Entries from a point annotation set:
Start

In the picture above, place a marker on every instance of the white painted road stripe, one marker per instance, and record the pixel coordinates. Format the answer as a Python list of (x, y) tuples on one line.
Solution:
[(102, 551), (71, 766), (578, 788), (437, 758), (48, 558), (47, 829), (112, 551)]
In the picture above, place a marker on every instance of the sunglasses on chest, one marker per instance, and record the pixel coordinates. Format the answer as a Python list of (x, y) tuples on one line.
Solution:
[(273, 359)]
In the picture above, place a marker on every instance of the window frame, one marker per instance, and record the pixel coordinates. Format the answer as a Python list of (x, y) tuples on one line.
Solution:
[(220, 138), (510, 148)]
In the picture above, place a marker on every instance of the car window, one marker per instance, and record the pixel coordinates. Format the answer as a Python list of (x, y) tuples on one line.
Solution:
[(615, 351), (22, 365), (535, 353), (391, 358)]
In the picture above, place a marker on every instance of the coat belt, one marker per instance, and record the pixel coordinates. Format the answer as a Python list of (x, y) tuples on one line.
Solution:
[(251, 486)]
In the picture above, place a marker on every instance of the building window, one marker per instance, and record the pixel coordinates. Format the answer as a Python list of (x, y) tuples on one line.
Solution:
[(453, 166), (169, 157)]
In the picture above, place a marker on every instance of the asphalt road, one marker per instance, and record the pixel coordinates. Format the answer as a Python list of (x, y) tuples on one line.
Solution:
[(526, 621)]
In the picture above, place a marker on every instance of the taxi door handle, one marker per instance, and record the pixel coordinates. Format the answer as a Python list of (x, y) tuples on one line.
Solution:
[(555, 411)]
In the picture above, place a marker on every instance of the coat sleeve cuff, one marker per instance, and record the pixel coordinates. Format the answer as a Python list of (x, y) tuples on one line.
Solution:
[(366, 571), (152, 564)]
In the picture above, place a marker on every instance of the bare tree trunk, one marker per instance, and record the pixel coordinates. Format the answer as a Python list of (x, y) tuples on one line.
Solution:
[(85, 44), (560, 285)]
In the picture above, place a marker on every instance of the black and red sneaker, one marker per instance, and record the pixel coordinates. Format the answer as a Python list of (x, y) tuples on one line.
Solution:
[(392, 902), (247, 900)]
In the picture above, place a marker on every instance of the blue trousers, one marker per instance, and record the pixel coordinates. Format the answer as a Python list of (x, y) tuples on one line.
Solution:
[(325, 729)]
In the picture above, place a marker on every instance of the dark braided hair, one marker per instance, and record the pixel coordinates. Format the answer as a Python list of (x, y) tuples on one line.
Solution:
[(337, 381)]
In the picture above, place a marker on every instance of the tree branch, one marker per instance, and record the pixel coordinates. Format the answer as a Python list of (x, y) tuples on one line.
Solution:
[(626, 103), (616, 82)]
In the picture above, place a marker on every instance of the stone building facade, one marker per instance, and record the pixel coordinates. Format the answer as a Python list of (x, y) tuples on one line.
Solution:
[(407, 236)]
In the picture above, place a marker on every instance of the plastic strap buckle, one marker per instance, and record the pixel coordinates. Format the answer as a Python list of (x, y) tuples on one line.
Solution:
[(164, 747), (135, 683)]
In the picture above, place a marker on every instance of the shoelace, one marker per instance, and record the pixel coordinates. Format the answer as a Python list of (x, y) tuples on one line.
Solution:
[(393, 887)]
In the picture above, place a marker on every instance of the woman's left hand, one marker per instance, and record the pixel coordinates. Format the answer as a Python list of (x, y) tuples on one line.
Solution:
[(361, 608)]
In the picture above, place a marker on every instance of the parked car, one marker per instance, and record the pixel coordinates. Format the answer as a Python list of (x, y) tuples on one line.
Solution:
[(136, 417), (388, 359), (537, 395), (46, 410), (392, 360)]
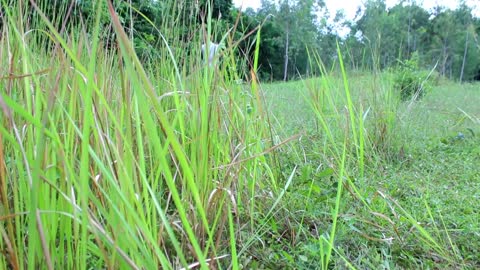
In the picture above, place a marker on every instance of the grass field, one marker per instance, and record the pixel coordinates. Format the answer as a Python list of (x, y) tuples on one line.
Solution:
[(107, 162), (432, 178)]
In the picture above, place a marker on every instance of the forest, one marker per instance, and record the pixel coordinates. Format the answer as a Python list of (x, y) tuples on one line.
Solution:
[(292, 31), (308, 141)]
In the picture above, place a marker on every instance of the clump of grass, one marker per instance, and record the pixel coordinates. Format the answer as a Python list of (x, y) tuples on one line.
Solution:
[(120, 166)]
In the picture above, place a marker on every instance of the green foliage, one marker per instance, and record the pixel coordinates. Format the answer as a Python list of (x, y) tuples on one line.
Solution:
[(410, 80)]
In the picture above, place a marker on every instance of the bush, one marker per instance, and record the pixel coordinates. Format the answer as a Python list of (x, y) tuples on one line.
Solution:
[(410, 80)]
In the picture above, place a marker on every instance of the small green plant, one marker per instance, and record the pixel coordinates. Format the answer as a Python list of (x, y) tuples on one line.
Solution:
[(411, 80)]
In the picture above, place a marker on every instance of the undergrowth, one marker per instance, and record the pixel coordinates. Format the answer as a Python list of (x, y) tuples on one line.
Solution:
[(110, 162)]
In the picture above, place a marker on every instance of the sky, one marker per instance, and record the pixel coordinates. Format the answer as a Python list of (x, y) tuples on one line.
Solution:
[(350, 6)]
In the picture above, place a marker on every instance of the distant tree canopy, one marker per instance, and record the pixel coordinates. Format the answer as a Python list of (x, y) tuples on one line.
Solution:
[(298, 37)]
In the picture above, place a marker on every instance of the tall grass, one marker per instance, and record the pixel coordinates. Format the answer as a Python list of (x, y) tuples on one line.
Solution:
[(109, 159), (109, 164)]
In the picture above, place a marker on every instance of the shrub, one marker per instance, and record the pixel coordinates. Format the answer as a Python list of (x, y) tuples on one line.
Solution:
[(410, 80)]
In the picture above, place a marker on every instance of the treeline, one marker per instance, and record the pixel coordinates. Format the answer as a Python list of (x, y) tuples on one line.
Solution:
[(297, 37)]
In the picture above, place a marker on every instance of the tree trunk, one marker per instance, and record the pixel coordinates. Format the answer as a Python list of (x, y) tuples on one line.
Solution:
[(285, 69), (464, 58)]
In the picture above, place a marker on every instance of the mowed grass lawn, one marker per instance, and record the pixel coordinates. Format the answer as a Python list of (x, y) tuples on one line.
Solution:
[(432, 173)]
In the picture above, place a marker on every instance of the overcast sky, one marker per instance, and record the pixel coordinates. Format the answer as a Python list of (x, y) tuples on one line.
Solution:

End

Short problem
Copy the lines above word for word, starting with the line that contains "the bush, one" and ending with the line that contains "[(109, 159), (109, 164)]", both included.

Final answer
In the picture above, place a marker on every instance of the bush, one marker per instance, and record the pixel coordinates. Format the answer as a Python list of (x, y) tuples on one line.
Solution:
[(410, 80)]
In the picture above, place a marker on every instance of the small green plant, one marker per instance, and record the pixel coordinates. Format the answer as a Python list of (x, y) tuples on one line.
Solution:
[(411, 80)]
In the picture above, place a marker on every instance of the undergrowth, one marker per instance, and record the pixel coordinates. Format the answer as a Python list of (x, y) tuples on one line.
Solution:
[(110, 162)]
In the picture above, place a marker on every instance of the sky, one marker per instance, and record the pixel coordinates. Format the answer as a Python list of (x, y) tuples on one line.
Solution:
[(350, 6)]
In the picture above, place a marker on every instance of the distant tree canopy, one marker per instance, and record the pixel coordinates. Format the answer as a Python list of (x, y) tuples on one line.
Solution:
[(298, 37)]
In the picture above, place a marker on every instance of the tall grass, one marker per instance, and record the pixel coordinates. Format the answer as a Python list of (x, y) tuples on one line.
Solution:
[(109, 159), (109, 164)]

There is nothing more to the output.